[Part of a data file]
============

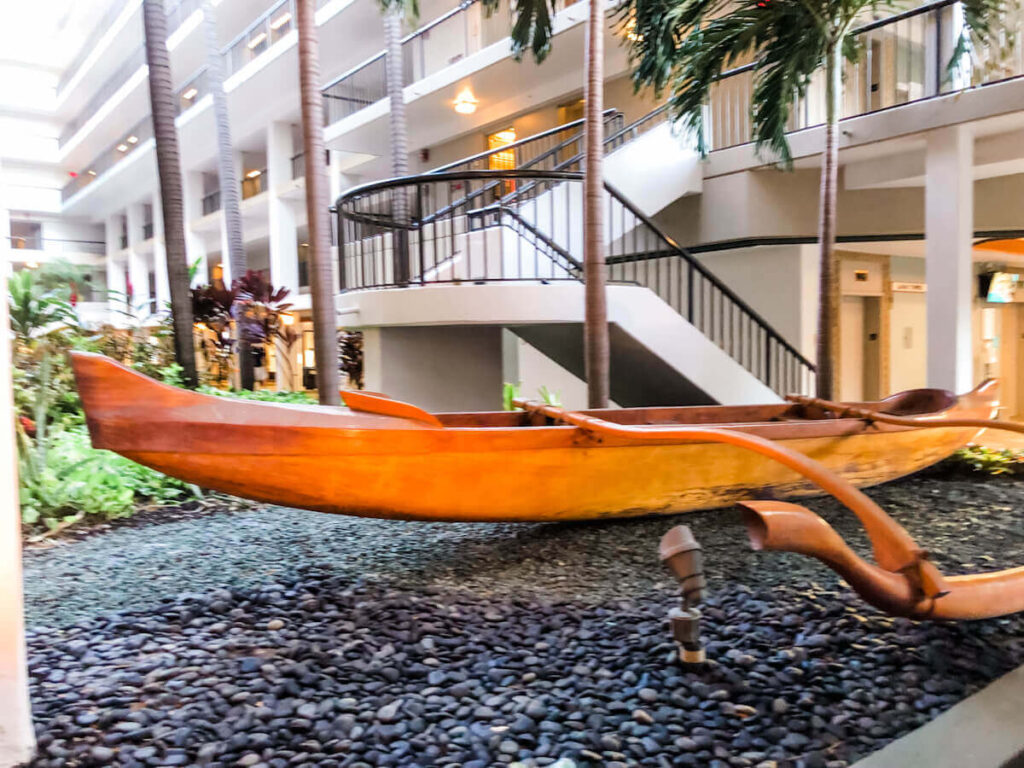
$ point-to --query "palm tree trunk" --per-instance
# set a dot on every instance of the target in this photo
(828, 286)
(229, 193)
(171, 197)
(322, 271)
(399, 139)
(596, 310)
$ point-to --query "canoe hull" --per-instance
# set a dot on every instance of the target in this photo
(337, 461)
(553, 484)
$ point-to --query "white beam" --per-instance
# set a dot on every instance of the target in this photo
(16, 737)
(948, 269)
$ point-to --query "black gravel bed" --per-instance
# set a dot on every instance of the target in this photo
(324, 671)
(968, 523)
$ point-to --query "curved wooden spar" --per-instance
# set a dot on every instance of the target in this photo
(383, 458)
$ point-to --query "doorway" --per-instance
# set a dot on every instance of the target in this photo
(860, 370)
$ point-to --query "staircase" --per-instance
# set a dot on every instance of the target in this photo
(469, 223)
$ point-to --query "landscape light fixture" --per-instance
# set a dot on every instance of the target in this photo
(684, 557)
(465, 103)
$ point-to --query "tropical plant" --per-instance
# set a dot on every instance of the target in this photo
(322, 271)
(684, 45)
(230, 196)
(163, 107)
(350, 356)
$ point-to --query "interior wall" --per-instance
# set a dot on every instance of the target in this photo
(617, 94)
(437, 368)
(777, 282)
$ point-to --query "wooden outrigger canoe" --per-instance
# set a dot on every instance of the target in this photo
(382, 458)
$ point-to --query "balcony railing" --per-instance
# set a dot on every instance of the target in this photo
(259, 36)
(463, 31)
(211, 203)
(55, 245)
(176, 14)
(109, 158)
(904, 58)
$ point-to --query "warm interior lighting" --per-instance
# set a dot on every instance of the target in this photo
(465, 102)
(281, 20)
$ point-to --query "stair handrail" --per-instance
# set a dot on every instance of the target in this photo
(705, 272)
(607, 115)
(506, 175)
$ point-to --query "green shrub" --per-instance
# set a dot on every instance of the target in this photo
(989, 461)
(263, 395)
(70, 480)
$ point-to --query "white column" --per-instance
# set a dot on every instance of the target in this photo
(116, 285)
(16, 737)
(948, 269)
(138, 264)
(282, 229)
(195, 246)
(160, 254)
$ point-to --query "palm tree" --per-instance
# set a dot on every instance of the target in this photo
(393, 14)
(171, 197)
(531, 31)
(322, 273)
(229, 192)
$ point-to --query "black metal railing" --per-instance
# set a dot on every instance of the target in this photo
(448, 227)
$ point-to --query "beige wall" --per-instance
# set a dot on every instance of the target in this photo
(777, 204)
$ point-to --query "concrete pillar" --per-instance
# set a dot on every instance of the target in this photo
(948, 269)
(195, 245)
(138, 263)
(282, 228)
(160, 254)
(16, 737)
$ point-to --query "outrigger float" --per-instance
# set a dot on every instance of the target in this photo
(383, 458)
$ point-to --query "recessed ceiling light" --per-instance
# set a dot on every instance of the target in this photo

============

• _AIM_: Nothing in the entries should change as you copy them, except that the pictures are left out.

• _RESPONSE TO THE EXERCISE_:
$ point-to --query "palm tree trunk" --per-instance
# set a dot on every instance of the target in this photo
(828, 286)
(229, 193)
(171, 197)
(322, 271)
(399, 139)
(596, 310)
$ point-to --query "canoe hull" --per-instance
# set a dot on every instance of the target in this photo
(337, 461)
(553, 484)
$ point-to --query "white beam" --per-instance
# set a dot on every instance of the target in this photo
(16, 737)
(948, 269)
$ point-to --query "black gravel bed" --per-instance
# set a dot on every instance of the target in this photo
(324, 671)
(968, 523)
$ point-to --query "curved wooden spar" --per-instance
# set a dot on every instance of the target in this photo
(383, 458)
$ point-to --query "doorway" --per-instance
# set a dot on every instance of the target in this photo
(860, 370)
$ point-to --query "staircase" --per-instance
# set a dot on every instance of the target in this photo
(469, 223)
$ point-to --query "landscape light fixture" --per-instance
# set a dot on every instance of the target in this photo
(684, 557)
(465, 103)
$ point-to --query "tropical plant" --per-instance
# set a dot on every instance of the target in this photo
(322, 271)
(684, 45)
(230, 196)
(163, 107)
(350, 356)
$ point-to --query "interior wall" --per-instance
# set a dot on every instance of the target in this photo
(617, 94)
(437, 368)
(777, 282)
$ point-to --query "wooden outrigger canoe" --per-instance
# set a dot on every instance of the target in this photo
(382, 458)
$ point-to --query "balcony railing" --per-instance
# set a dot on every instance of the target in this photo
(259, 36)
(463, 31)
(211, 203)
(55, 245)
(176, 14)
(109, 158)
(904, 58)
$ point-to --query "warm interior lighting" --per-instance
# set a dot on every instance of the target in this photo
(465, 102)
(281, 20)
$ point-to --query "stair handrail" --per-instance
# set a dot on every instance of the target in this photo
(705, 272)
(607, 115)
(506, 175)
$ point-to --query "green shrub" --per-instance
# set a dot on every instance of the target in this photo
(989, 461)
(263, 395)
(70, 480)
$ point-to --query "white column" --per-instance
# set a dot on every instance of the target in this photo
(116, 285)
(16, 737)
(948, 269)
(138, 264)
(282, 229)
(195, 246)
(160, 254)
$ point-to --query "palm tree" --per-instance
# set a dot on every instance of the target in this photo
(393, 14)
(171, 197)
(531, 31)
(322, 273)
(229, 192)
$ point-to --query "black metal railing" --per-instance
# set a dot on every instance of the target in this photo
(448, 227)
$ point-to --query "beige wall" --per-instance
# set a dot on every instance of the target in this photo
(777, 204)
$ point-to --query "concrete pillar" --per-instance
# set a dot on every instance of the target in this photo
(948, 269)
(195, 245)
(138, 263)
(282, 228)
(160, 254)
(16, 737)
$ point-to --query "outrigger float" --per-instance
# set a dot on every instance of the target in this photo
(383, 458)
$ point-to --query "recessed ceiling light" --per-instance
# set a dot on every instance of the target in this photo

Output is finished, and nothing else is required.